Requirement 1 => In the Alferd Packer passage, what reason does the governor's stay of execution give for Packer not being convicted?
Requirement 2 => Continue the Alferd Packer passage from the point where it stops.

Passage shown =>
☆ ☆ ☆ ☆ ☆ ☆ ☆

Arriving in Saguache sometime later, Packer finds Liane, who has taken to Cabazon, upsetting Packer. The sheriff of Saguache, suspicious of Packer arriving without the rest of his party, eventually finds out the fate of the other members and attempts to arrest Packer for cannibalism at a saloon. A bar-fight between Packer and the trappers occurs, which Packer wins after brutally attacking Cabazon's groin using fighting techniques he learned from the Nihonjin chief, leaving Cabazon incapacitated with a high-pitched voice. Following this, Packer attempts to flee to Wyoming, only to later be arrested there and brought back to Colorado to await judgment. On the day of Packer's execution in Lake City, the town breaks into song, celebrating Packer's impending death. However, he is saved at the last minute by Polly, who arrives on the scene with Liane. Polly reveals that Packer had gotten a stay of execution from the governor stating that he could not be convicted of a state crime since Colorado was not a state at the time of the incident. Meanwhile, Cabazon, whose voice is still high pitched and wants revenge against Packer for their fight in Saguache, states the townsfolk came to see bloodshed and tries to trigger the gallows. The Nihonjin chief saves Packer by cutting his rope with a katana before beheading Cabazon, satisfying the crowd's blood-lust. Packer, seeing that Polly brought back Liane, realizes he does not need her anymore and chooses Polly (much to the excitement of the chief, who takes off after Liane with his katana), and the two kiss, only to be frightened by a still-alive but badly maimed Bell.

Cast
 Trey Parker as Alferd Packer (credited as Juan Schwartz)
 Toddy Walters as Polly Pry
 Matt Stone as James Humphrey (credited as Mathew Stone)
 Dian Bachar as George "California" Noon
 Jason McHugh as Frank Miller
 Jon Hegel as Israel Swan
 Ian Hardin as Shannon Wilson Bell
 Duster as Packer's horse, Liane
 Robert Muratore as Jean "Frenchy" Cabazon
 Edward Henwood as O.D. Loutzenheiser/The Cyclops
 Andrew Kemler as Preston Nutter
 Masao Maki as the Chief of the fictitious Nihonjin Indian tribe (credited as Maseo Maki)
 Japanese foreign exchange students as Nihonjin Indians
 Junichi as Junichi
 Tomomi as Tomomi, a young Indian girl whom Noon swoons over
 Audrey Stafferd as the Voice of Doom
 Randy Parker (Trey Parker's father) as Judge Jerry
 Jessica James Kelly as Tiny Tim/Baby Packer
 Martin Leeper as the Sheriff of Saguache (credited as Marty Leeper)

☆ ☆ ☆ ☆ ☆ ☆ ☆

Data provided =>

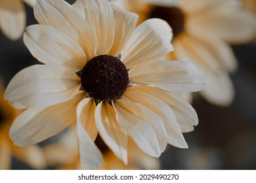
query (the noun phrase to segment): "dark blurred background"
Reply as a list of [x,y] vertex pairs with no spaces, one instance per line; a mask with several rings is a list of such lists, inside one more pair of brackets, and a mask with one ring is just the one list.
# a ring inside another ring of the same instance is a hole
[[[27,25],[37,24],[32,8],[27,5],[26,8]],[[19,71],[39,63],[22,39],[11,41],[0,31],[0,77],[5,86]],[[231,75],[236,93],[233,103],[228,107],[214,106],[195,94],[192,105],[200,122],[194,131],[184,134],[189,148],[168,146],[160,157],[161,169],[256,169],[256,43],[232,48],[239,62],[238,69]],[[30,167],[14,159],[12,169]]]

☆ ☆ ☆ ☆ ☆ ☆ ☆

Final result 1 => Colorado was not a state at the time of the incident, so he could not be convicted of a state crime.

Final result 2 =>
 Brad Gordon as Mills
 Steve Jackson as the Sheriff of Lake City
 Stan Brakhage as Noon's father
 Don Yannacito as Humphrey's father
 Kevin Allen as a passerby who glances over Polly Pry with a confused look as she performs "This Side of Me"
 Liane Adamo as one of the dancers during the "Hang the Bastard" number (uncredited)
 Chris Graves as a drunken man who plays a cowbell break in "Hang the Bastard" (uncredited)
 Joe McHugh (Jason McHugh's father) as General Store Clerk (uncredited)
 Brody McHugh (Jason McHugh's sister) as Woman leaving store (uncredited)

Cast notes

Musical numbers
 "Shpadoinkle" – Alferd
 "Shpadoinkle (Reprise)" – George, Alferd, Shannon, Frank, Swan, and Humphrey
 "That's All I'm Asking for" – George, Alferd, Shannon, Frank, Swan, and Humphrey.
 "When I Was on Top of You" – Alferd
 "Trapper Song" – Frenchy (voice of Parker), Loutzenheiser, and Nutter
 "This Side of Me" – Polly
 "Let's Build a Snowman" – Swan
 "Let's Build a Snowman (Reprise)" – Swan
 "That's All I'm Asking for (Reprise)" – George, Alferd, Shannon, Frank and Humphrey
 "Hang the Bastard" – Company
 "Shpadoinkle (Finale)" – Polly, Alferd, and Company

Contrasting with the musical's generally dark and morbid humor are its cheerful songs, all composed by Parker, including "Let's Build a Snowman", "When I Was on Top of You", "Hang the Bastard", and "Shpadoinkle" (pronounced shpah-doink-ul). The last of these is a transparent parody of the song "Oh, What a Beautiful Mornin'" from the Rodgers & Hammerstein musical Oklahoma!.

Two songs that were originally going to be in the film, but later taken out, were "Shatterproof", a rap song to be sung by Packer during the bar fight scene, and "Don't Be Stupid", a song to be sung by some of the Bingham Canyon miners after the reprise of "Shpadoinkle". An interview with Ian Hardin (now known as Ian Keldin) revealed that Trey thought "Shatterproof" made Packer seem too tough.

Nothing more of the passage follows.